June 7, 2018 by Tricia Goyer Leave a Comment

Can Homeschooling Really Be Easy? | Lea Ann Garfias

Can homeschool really be easy? Guest Lea Ann Garfias says YES! on today’s Homeschool Thursday.

I homeschool five children. Five. From elementary through high school. I have another homeschool graduate. Not only do I homeschool them all, but I write, speak, play the violin professionally, edit a homeschool magazine, and serve in my local church.

I believe homeschooling can be easy. That’s why I wrote (cough, cough) Homeschool Made Easy and Homeschool High School Made Easy. I believe any mom who wants to homeschool can homeschool if she understands why she is homeschooling and how to simplify her day around that why.

Homeschool moms choose this path for a variety of reasons: we feel led by God, our student needs special attention for learning hurdles or giftedness, we travel frequently as a family, we are concerned about safety in schools, and other reasons.

Many times, however, when things get tough, we forget why we are doing this in the first place. When we forget our why, we lose our way. We no longer see our progress, our achievements, our success. We are distracted by disappointments, frustrations, and just plain old bad days.

We want to quit because we lost our why.

I am a homeschool graduate. I have homeschooled over a decade and a half. I mentor, counsel, speak to, and write for homeschool moms. And I have bad days once a week or more.

**Challenges**
- a) Rewrite the paragraph of the homeschooling post that begins "Homeschool moms choose this path" as a short bulleted list of the reasons it gives.
- b) Transcribe the homeschooling post from "Homeschool moms choose" up to and including "and other reasons.".
The records play no part in the work on this post.

**Location identification items**

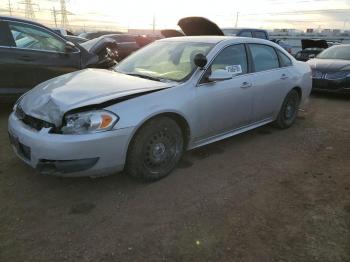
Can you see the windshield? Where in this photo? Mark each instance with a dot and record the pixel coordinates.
(164, 60)
(336, 52)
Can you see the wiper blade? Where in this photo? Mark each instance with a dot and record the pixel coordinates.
(146, 77)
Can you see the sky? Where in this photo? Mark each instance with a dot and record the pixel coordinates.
(125, 14)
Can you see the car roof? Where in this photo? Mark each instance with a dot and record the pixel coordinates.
(217, 39)
(17, 19)
(244, 28)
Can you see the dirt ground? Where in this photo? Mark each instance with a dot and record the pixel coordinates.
(267, 195)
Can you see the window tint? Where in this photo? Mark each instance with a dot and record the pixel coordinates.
(31, 37)
(246, 34)
(285, 61)
(5, 35)
(232, 59)
(260, 34)
(264, 57)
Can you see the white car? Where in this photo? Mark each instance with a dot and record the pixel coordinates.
(175, 94)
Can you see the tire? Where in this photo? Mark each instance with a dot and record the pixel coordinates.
(289, 110)
(155, 150)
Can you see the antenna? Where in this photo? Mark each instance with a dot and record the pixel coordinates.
(10, 7)
(54, 12)
(64, 14)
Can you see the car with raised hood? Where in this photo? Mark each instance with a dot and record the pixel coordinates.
(173, 95)
(310, 48)
(331, 69)
(31, 53)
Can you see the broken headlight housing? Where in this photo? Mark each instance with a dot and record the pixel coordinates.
(89, 122)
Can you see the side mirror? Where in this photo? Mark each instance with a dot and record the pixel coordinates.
(200, 60)
(70, 47)
(219, 75)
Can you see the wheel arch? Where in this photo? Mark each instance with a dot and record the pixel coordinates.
(177, 117)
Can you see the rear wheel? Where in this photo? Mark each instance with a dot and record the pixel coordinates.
(155, 150)
(289, 110)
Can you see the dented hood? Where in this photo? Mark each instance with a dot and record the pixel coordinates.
(193, 26)
(50, 100)
(309, 43)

**Full solutions**
- a)
Reasons homeschool moms choose this path:
- They feel led by God.
- Their student needs special attention for learning hurdles or giftedness.
- They travel frequently as a family.
- They are concerned about safety in schools.
- Other reasons.

- b)
Homeschool moms choose this path for a variety of reasons: we feel led by God, our student needs special attention for learning hurdles or giftedness, we travel frequently as a family, we are concerned about safety in schools, and other reasons.